| EXERCISE DETAILS |
Rewrite the material below with every "Target" renamed to "Label", keeping all other text unchanged.
* * * * * * *
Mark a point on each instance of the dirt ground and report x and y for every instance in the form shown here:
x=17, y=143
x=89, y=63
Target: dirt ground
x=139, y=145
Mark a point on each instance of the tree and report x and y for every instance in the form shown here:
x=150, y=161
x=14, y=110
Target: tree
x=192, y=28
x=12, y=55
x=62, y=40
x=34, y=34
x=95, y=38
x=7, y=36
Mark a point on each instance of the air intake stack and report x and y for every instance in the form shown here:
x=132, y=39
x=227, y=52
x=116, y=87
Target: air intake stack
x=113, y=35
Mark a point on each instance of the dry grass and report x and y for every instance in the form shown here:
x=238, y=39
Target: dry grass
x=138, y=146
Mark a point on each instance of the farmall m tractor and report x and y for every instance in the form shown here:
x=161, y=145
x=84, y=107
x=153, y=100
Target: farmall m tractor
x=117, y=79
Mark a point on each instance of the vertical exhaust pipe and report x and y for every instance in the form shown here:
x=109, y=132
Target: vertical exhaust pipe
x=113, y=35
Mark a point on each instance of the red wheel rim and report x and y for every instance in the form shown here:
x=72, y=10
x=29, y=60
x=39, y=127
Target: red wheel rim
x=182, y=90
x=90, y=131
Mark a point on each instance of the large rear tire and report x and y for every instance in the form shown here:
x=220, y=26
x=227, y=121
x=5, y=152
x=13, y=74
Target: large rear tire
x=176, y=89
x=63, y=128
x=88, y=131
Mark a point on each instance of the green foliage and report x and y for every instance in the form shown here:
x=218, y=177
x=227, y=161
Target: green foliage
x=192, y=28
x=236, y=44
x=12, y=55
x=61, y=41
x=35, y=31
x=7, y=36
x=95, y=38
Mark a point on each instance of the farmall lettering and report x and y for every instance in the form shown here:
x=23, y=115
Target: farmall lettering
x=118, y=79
* * * * * * *
| ANSWER TO THIS EXERCISE |
Mark a point on each instance of the dirt ground and report x and y for every instance in the form shown here:
x=17, y=143
x=89, y=63
Label: dirt ground
x=139, y=145
Mark a point on each instance of the tree and report x and y for every instance in the form shown here:
x=150, y=161
x=14, y=110
Label: tree
x=192, y=28
x=12, y=55
x=62, y=40
x=34, y=34
x=95, y=38
x=7, y=36
Mark a point on each instance of the air intake stack and report x and y for every instance in the form shown here:
x=132, y=39
x=227, y=52
x=116, y=87
Label: air intake stack
x=113, y=35
Mark a point on each instance of the dry grass and report x and y for every instance in the form shown here:
x=238, y=39
Label: dry grass
x=138, y=146
Mark a point on each instance of the farmall m tractor and report x and y for every instance in the form shown here:
x=161, y=145
x=84, y=107
x=153, y=100
Label: farmall m tractor
x=117, y=79
Mark a point on each instance of the vertical exhaust pipe and report x and y for every instance in the form shown here:
x=109, y=132
Label: vertical exhaust pipe
x=113, y=35
Mark a point on each instance of the red wheel rim and report x and y for every instance in the form shown here:
x=72, y=10
x=29, y=60
x=39, y=127
Label: red wheel rim
x=182, y=90
x=90, y=131
Mark a point on each instance of the large rear tire and report x and y for every instance in the form shown here:
x=220, y=26
x=227, y=121
x=5, y=152
x=13, y=74
Label: large rear tire
x=176, y=89
x=63, y=128
x=88, y=131
Mark a point on each instance of the green foliage and report x and y for every instance in the form shown here:
x=218, y=177
x=227, y=161
Label: green foliage
x=192, y=28
x=236, y=44
x=12, y=55
x=61, y=41
x=35, y=31
x=7, y=36
x=95, y=38
Mark a point on each instance of the farmall lettering and report x and y for every instance in the form shown here:
x=23, y=115
Label: farmall lettering
x=118, y=79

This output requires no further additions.